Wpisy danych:

++++

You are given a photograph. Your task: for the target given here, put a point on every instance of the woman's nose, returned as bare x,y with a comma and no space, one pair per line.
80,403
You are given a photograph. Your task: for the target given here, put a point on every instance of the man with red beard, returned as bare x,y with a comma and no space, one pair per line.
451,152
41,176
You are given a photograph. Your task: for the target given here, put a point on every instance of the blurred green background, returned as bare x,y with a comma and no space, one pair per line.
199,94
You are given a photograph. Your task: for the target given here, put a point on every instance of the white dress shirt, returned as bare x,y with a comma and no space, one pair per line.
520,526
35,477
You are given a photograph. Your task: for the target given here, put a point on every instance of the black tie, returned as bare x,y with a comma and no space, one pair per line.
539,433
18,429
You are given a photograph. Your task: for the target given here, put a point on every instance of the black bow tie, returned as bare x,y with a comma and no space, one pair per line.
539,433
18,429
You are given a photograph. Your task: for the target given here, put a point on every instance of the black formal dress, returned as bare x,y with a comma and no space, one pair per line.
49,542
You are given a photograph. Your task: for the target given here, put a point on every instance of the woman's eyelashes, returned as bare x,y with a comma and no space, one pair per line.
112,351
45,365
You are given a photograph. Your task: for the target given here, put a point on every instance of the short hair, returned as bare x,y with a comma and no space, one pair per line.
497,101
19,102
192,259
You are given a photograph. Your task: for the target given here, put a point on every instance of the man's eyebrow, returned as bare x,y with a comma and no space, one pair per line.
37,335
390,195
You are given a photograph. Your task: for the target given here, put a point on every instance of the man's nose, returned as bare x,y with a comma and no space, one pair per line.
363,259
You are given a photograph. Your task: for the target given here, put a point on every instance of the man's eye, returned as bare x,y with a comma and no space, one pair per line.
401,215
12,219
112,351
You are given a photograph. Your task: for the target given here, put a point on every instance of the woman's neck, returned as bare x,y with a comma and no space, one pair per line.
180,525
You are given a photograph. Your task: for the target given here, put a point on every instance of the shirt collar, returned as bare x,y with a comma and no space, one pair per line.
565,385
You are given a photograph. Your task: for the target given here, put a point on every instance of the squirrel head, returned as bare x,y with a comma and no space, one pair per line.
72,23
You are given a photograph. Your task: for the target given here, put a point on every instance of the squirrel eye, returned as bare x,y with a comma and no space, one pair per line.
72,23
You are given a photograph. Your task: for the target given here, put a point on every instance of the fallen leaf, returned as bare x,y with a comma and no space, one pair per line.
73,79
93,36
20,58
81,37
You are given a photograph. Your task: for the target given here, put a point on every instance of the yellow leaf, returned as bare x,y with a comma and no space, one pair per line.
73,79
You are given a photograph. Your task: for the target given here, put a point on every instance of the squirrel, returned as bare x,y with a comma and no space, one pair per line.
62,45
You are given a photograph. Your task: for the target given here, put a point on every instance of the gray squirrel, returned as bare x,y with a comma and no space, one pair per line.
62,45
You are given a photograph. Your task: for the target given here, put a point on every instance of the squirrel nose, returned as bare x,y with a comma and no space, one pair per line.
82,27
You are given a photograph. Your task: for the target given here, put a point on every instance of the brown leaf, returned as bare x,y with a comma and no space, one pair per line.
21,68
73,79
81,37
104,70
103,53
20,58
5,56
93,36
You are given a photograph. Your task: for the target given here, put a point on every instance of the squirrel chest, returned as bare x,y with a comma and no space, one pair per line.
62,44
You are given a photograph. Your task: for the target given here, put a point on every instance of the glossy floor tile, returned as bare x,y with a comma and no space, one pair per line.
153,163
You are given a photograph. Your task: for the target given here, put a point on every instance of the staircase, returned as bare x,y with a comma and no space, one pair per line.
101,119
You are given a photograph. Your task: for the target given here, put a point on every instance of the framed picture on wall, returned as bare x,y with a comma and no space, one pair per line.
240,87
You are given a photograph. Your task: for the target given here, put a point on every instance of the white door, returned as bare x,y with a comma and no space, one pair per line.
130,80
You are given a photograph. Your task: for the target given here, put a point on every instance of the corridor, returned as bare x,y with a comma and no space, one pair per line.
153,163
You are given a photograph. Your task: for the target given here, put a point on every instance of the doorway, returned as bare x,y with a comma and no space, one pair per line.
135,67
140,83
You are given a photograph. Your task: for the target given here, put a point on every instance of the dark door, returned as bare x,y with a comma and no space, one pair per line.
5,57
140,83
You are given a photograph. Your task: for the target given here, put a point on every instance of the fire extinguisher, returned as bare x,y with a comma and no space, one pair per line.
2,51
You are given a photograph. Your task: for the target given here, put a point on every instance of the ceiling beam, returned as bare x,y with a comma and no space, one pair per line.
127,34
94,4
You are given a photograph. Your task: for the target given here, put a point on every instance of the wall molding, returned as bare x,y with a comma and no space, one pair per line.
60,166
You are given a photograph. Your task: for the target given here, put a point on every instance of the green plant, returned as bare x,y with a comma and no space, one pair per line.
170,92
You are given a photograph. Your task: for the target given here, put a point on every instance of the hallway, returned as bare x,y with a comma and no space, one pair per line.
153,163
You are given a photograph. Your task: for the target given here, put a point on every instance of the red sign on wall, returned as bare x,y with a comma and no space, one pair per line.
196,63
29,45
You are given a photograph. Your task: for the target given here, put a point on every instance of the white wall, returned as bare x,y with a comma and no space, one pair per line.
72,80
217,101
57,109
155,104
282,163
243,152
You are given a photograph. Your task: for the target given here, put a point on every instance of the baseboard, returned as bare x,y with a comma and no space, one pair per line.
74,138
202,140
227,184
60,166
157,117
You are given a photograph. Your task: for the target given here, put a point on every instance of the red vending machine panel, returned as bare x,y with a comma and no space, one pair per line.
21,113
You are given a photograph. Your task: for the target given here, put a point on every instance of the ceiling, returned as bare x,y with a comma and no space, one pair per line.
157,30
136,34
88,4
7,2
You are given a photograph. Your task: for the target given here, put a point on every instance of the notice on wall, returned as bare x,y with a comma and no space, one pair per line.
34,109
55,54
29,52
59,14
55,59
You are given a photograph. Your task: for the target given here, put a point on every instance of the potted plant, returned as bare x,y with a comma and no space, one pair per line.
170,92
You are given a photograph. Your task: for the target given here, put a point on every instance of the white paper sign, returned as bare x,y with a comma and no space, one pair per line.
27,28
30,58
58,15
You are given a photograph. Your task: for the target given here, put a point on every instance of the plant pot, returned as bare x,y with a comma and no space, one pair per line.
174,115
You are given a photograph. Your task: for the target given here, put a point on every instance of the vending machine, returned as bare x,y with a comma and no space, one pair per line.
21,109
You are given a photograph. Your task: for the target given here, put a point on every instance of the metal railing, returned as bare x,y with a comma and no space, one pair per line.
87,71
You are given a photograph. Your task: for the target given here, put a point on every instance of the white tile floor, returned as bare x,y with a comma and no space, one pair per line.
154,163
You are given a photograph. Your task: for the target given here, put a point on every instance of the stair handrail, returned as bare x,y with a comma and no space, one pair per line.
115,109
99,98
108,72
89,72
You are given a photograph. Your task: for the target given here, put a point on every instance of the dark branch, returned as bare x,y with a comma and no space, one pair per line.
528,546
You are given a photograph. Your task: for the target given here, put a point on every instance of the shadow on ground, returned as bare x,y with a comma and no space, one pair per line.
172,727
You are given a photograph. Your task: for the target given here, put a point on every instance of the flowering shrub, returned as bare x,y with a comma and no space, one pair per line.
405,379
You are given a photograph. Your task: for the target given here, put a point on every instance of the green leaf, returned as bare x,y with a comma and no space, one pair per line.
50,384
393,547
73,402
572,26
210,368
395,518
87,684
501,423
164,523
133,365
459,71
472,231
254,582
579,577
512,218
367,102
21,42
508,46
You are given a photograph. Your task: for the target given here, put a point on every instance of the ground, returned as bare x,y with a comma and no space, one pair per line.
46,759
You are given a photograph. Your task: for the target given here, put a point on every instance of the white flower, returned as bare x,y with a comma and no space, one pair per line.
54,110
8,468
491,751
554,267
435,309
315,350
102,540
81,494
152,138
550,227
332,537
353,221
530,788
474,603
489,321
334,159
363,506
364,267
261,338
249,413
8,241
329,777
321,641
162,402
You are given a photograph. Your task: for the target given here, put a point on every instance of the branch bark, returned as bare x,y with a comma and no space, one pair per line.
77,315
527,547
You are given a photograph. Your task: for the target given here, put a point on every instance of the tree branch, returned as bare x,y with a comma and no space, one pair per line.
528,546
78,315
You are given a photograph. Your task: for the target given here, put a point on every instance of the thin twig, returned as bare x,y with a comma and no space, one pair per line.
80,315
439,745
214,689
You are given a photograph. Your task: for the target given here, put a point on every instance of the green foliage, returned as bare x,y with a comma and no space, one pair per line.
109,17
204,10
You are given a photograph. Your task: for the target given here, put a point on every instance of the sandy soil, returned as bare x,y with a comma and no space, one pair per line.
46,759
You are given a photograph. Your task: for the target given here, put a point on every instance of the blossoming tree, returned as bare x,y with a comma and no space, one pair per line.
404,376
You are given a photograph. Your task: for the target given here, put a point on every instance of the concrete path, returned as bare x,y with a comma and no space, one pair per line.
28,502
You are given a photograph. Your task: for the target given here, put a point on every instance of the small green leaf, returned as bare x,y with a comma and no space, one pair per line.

++++

**Twoje zadanie:** Zamień „sandy soil” na „dry soil” we wpisach od wiersza zawierającego „green foliage, returned” aż do końca wpisów i podaj te wiersze ponownie bez żadnych innych zmian.

**Rozwiązanie:**
You are given a photograph. Your task: for the target given here, put a point on every instance of the green foliage, returned as bare x,y with a comma and no space, one pair per line.
109,17
204,10
You are given a photograph. Your task: for the target given here, put a point on every instance of the dry soil, returned as bare x,y with a comma and no space, one pair per line.
46,759
You are given a photograph. Your task: for the target given here, put a point on every instance of the blossoming tree, returned as bare x,y with a comma and no space, one pair per line.
404,376
You are given a photograph. Your task: for the target given here, put a point on every instance of the concrete path, returned as bare x,y with a comma and no space, one pair per line.
28,502
You are given a photograph. Your task: for the target given here, put a point on every instance of the small green leaf, returned as bare x,y with a comma and no space, one pair per line.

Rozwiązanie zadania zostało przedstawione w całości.